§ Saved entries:
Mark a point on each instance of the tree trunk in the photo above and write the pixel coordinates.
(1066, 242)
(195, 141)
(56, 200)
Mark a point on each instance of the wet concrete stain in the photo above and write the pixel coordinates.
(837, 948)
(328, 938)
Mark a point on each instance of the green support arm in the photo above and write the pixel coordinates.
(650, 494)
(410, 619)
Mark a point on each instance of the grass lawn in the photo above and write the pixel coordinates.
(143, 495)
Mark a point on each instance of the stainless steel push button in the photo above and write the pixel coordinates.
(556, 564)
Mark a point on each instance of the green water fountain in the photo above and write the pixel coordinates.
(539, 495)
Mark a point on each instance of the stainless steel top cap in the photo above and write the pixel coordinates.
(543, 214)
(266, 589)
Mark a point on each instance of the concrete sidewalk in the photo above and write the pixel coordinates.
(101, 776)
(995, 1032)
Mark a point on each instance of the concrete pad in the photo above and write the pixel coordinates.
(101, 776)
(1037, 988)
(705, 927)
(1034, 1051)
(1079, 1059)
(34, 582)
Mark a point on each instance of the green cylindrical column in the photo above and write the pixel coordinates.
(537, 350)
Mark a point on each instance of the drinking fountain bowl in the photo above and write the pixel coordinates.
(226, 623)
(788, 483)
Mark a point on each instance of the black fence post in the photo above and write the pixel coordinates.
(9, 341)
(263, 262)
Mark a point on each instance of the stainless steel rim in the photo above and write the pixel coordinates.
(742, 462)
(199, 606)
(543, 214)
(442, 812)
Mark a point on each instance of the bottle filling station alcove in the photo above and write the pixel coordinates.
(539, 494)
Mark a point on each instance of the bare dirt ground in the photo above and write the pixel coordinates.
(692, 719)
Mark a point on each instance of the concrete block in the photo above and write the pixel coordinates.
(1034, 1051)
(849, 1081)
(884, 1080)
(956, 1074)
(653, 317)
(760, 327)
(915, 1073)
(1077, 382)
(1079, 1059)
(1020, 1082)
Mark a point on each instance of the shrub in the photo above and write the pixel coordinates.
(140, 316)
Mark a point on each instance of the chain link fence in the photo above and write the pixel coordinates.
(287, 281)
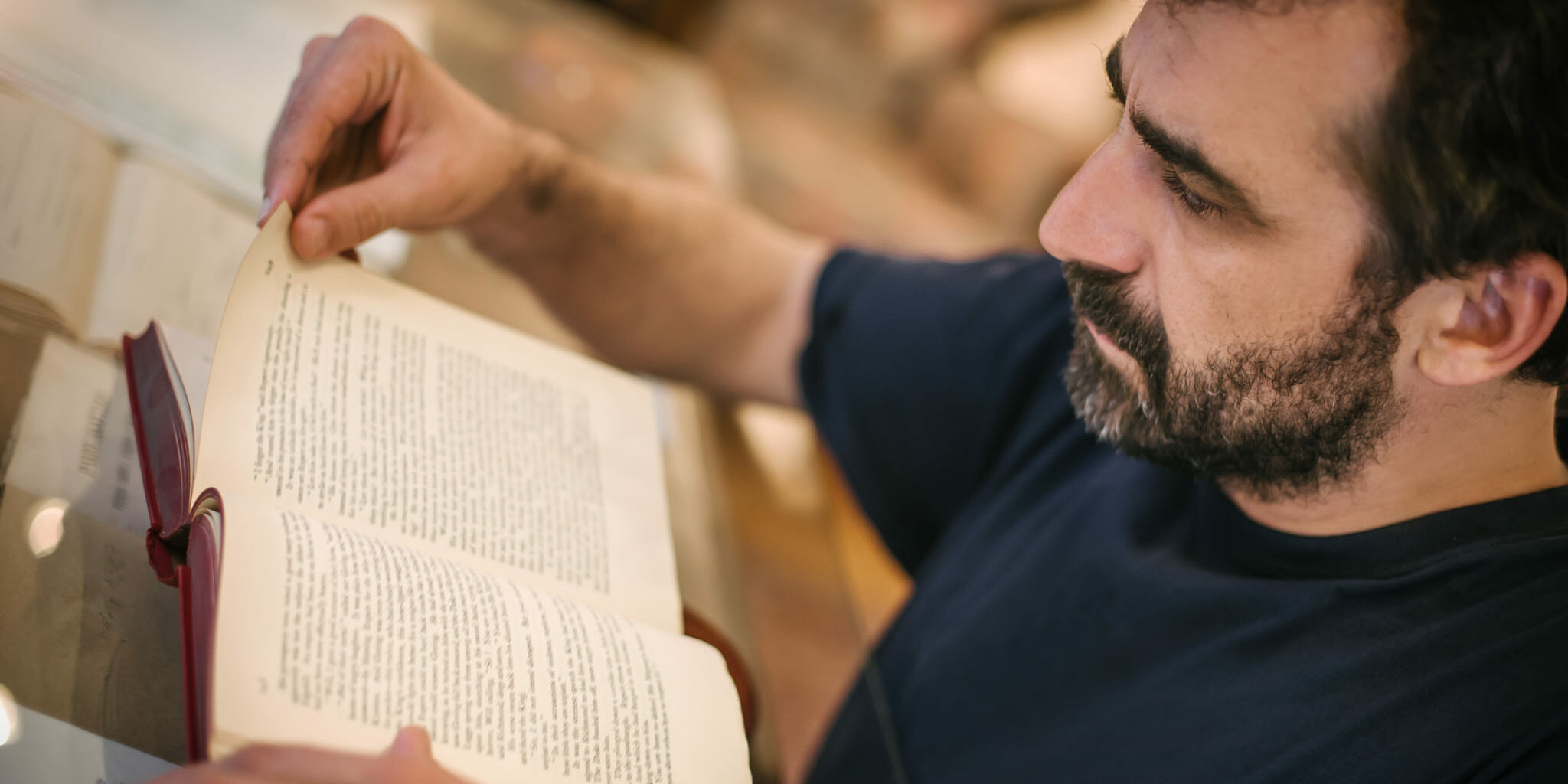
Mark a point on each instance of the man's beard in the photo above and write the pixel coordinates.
(1280, 420)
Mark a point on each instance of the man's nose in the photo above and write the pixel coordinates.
(1095, 218)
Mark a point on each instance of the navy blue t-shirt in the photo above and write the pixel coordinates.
(1084, 616)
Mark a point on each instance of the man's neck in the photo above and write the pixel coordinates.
(1439, 459)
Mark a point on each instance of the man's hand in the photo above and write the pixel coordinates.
(655, 275)
(407, 763)
(375, 136)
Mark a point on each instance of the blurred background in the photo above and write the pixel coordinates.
(930, 127)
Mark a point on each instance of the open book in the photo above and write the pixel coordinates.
(96, 242)
(399, 513)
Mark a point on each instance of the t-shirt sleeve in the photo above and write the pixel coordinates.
(921, 375)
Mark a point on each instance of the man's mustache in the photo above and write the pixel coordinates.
(1102, 297)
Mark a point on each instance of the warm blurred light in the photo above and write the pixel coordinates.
(10, 722)
(47, 528)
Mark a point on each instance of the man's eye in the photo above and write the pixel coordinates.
(1189, 200)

§ Your assignment:
Exact repetition of all entries is required. The pictures should not appear.

§ Solution for this problem:
Mark a point on each instance of the tree trunk in the photo above and write the pixel coordinates.
(1066, 242)
(195, 141)
(56, 200)
Mark a point on each instance of the wet concrete stain in the photo above and write the pixel coordinates.
(837, 948)
(328, 938)
Mark a point on each instance of the green support arm in the photo above and write the pixel coordinates.
(650, 494)
(410, 619)
Mark a point on each instance of the grass lawn in the photo above and write the pixel coordinates.
(143, 495)
Mark a point on each instance of the stainless steel push button in the photo above and write the pixel coordinates.
(556, 564)
Mark a point on each instance of the green water fountain in the photo above and write the pixel coordinates.
(539, 495)
Mark a point on each instance of the stainless steel top cap in the photo above and write the pixel coordinates.
(543, 214)
(266, 589)
Mark a point on each instance of the concrete sidewalk in the photo above and write the pixel coordinates.
(101, 776)
(995, 1032)
Mark a point on each instance of the concrete pad in the photo above and write the pixel coordinates.
(101, 776)
(1037, 988)
(705, 927)
(1034, 1051)
(1079, 1059)
(34, 582)
Mark a point on each instance of the green cylindrical column in the photo above and write the pixel coordinates.
(537, 350)
Mark a point on each instance of the drinking fountain bowl in the photo above and write the pixel coordinates.
(226, 623)
(788, 483)
Mark a point on each instance of the black fence post in the photo above and write the pixel coordinates.
(9, 341)
(263, 262)
Mark a point on each instance of the stainless steel rim in the photo above and write the pixel coordinates.
(742, 462)
(199, 606)
(543, 214)
(442, 812)
Mark a point on each instance of the bottle filling station alcove in the photo above and write the pixel coordinates.
(539, 494)
Mark a point on each instance of the bare dirt ground in the photo above and write the pixel coordinates.
(692, 719)
Mark a point on each instance of the concrete block in the photo above and write the pixel coordinates.
(1034, 1051)
(849, 1081)
(884, 1080)
(956, 1074)
(653, 317)
(760, 327)
(915, 1073)
(1077, 382)
(1079, 1059)
(1020, 1082)
Mark a point on each instance of the shrub in the photo above and write the pixel coordinates.
(140, 316)
Mark a point on each instance of the chain link fence in the photo above and write the pixel coordinates.
(287, 281)
Mark a point on each instance of the man's beard in the photo above and write the pixel coordinates.
(1280, 420)
Mark a point on each instance of the man's nose in the photo above and write the pixel coordinates.
(1095, 218)
Mark a point on each instance of the navy blue t-shirt in the photo above and write the pixel coordinates.
(1084, 616)
Mark a point on each instance of the man's neck in the photo above and write the pixel coordinates.
(1439, 459)
Mark a point on each instance of the man's hand in the photo above and write the pixel coordinates.
(655, 275)
(407, 763)
(375, 136)
Mark a point on each instance of the blurred background in the photo above and write the pixel coordinates.
(930, 127)
Mark a point on each instance of the open book in the photo above and write the pixel coordinates.
(96, 242)
(399, 513)
Mark a point on each instance of the t-shirt sleeve in the photo above and write the pixel coordinates.
(921, 375)
Mark a point on each instance of the man's mustache in the photo above and write the pixel coordinates.
(1102, 297)
Mark a point on each instance of the warm blurred light in the photo above and write the pixel coordinates.
(10, 722)
(47, 528)
Mark a point on each instance of the man's eye in the photo above and write the pixel coordinates.
(1189, 200)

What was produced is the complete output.